**Selected text:**
** Start **

More cat than cute? Interpretable Prediction of Adjective-Noun Pairs
This work addresses the need for interpretable sentiment analysis in multimedia for researchers and practitioners, but it is incremental as it builds on existing ANP prediction methods.
The paper tackled the problem of predicting adjective-noun pairs (ANPs) in visual content by disentangling the contributions of adjectives and nouns, resulting in a more interpretable model that predicts 553 ANPs.
The increasing availability of affect-rich multimedia resources has bolstered interest in understanding sentiment and emotions in and from visual content. Adjective-noun pairs (ANP) are a popular mid-level semantic construct for capturing affect via visually detectable concepts such as "cute dog" or "beautiful landscape". Current state-of-the-art methods approach ANP prediction by considering each of these compound concepts as individual tokens, ignoring the underlying relationships in ANPs. This work aims at disentangling the contributions of the `adjectives' and `nouns' in the visual prediction of ANPs. Two specialised classifiers, one trained for detecting adjectives and another for nouns, are fused to predict 553 different ANPs. The resulting ANP prediction model is more interpretable as it allows us to study contributions of the adjective and noun components. Source code and models are available at https://imatge-upc.github.io/affective-2017-musa2/ .

** End **

**Tasks to perform:**
**a)** Reproduce the text on adjective-noun pairs word for word, starting at "The paper tackled" and ending at "predicts 553 ANPs.".
**b)** In the text on adjective-noun pairs, how many different ANPs does the fused pair of classifiers predict?

**Dataset rows:**
** Start **

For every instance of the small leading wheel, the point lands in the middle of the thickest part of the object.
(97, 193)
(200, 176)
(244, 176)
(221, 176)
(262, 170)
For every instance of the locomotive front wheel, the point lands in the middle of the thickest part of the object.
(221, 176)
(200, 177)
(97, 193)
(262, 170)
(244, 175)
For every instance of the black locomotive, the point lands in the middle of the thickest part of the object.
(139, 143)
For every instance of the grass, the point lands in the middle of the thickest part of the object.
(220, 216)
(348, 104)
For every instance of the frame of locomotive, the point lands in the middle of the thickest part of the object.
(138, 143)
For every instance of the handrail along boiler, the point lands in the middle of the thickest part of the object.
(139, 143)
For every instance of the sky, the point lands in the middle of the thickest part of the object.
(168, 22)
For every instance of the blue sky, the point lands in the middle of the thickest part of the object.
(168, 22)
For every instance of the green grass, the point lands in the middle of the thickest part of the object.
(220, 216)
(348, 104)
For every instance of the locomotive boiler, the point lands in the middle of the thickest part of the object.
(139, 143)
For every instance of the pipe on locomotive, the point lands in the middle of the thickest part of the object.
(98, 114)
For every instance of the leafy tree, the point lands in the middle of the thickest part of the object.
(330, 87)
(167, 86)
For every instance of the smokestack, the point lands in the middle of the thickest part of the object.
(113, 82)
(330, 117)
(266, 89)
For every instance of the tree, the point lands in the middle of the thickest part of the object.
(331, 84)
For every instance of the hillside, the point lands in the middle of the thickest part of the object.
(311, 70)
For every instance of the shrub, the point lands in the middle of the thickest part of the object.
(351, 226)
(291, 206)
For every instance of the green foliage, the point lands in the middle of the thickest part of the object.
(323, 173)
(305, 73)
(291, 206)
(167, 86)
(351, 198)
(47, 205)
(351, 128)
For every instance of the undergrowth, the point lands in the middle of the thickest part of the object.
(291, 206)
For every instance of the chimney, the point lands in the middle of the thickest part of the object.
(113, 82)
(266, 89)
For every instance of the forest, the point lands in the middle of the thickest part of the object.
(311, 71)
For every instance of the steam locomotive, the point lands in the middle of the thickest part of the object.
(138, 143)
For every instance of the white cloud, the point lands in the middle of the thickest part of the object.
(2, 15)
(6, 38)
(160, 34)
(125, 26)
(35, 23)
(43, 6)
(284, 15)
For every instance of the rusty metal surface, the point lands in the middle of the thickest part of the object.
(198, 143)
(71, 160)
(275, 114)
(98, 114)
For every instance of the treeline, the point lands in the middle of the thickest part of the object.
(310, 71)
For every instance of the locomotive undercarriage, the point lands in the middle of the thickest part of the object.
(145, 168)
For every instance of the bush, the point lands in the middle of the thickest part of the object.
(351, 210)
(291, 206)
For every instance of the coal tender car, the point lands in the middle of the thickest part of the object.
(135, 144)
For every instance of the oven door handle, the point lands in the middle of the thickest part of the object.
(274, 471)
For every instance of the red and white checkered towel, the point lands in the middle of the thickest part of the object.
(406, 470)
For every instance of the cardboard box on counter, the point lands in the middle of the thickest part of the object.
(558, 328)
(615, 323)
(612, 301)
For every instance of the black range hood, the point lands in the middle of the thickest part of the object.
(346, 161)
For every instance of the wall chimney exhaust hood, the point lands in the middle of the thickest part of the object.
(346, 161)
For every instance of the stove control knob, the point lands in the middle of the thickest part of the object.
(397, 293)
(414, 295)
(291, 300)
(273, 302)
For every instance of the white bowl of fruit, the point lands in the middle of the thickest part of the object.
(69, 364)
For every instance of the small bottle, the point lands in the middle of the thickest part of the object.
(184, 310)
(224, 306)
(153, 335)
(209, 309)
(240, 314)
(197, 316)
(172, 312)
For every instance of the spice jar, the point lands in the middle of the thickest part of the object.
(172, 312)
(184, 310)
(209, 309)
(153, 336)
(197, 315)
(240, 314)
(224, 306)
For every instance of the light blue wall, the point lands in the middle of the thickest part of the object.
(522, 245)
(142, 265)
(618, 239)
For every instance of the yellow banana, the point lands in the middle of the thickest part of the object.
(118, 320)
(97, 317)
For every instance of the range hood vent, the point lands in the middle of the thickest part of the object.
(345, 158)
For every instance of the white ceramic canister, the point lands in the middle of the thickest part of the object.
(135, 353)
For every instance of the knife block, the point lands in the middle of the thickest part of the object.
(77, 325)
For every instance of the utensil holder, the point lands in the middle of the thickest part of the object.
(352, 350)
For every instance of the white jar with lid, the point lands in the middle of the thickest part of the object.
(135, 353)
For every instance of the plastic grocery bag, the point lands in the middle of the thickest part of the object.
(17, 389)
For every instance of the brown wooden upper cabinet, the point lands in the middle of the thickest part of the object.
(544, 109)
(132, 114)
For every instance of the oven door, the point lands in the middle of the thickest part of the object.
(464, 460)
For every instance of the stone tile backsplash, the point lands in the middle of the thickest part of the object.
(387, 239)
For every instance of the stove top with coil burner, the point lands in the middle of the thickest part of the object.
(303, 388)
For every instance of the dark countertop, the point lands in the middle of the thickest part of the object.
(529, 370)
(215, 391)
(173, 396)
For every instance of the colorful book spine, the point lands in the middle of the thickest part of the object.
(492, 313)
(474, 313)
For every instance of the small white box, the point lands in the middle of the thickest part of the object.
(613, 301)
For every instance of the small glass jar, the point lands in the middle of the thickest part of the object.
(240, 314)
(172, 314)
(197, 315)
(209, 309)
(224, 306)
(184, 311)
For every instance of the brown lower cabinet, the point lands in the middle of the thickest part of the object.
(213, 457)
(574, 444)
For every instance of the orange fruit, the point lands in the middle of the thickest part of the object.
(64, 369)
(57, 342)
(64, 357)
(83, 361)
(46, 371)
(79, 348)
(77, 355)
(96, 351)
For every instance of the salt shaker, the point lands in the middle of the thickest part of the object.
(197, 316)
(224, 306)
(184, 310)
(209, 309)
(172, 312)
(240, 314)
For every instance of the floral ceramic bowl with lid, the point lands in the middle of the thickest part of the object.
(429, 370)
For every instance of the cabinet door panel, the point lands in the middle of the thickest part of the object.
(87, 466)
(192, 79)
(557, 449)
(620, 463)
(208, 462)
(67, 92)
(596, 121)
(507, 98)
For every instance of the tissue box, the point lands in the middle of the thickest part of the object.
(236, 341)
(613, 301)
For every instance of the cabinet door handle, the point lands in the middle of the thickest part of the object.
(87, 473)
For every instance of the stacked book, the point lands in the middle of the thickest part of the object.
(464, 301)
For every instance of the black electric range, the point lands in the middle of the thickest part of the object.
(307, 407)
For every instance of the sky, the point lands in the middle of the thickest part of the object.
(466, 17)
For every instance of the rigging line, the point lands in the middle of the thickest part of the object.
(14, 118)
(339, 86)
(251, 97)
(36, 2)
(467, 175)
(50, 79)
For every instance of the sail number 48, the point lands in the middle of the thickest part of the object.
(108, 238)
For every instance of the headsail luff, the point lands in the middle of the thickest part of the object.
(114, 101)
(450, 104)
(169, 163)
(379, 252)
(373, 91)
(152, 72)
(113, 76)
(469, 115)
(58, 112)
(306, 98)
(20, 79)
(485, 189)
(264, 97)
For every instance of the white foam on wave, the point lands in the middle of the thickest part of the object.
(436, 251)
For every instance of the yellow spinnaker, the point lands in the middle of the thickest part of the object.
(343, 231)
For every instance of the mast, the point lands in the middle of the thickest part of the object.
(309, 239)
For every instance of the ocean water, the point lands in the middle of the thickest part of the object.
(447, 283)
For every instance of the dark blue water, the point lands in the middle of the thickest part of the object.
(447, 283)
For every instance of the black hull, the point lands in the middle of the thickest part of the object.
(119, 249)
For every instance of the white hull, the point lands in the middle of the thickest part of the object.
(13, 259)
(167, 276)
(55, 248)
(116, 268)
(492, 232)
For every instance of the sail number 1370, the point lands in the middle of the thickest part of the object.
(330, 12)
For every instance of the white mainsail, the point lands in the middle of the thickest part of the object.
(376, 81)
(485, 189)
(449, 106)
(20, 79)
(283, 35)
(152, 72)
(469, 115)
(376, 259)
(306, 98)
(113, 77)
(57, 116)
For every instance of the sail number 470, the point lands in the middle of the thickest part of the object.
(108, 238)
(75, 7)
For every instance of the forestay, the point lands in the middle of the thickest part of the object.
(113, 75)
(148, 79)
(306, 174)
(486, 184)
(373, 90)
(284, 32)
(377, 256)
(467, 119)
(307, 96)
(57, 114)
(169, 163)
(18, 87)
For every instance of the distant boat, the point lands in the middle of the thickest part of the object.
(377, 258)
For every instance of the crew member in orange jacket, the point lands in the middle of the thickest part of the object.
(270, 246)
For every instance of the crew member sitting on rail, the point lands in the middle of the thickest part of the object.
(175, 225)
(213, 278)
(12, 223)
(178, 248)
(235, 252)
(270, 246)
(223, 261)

** End **

**Written answers:**
**a)**
The paper tackled the problem of predicting adjective-noun pairs (ANPs) in visual content by disentangling the contributions of adjectives and nouns, resulting in a more interpretable model that predicts 553 ANPs.

**b)** 553 different ANPs.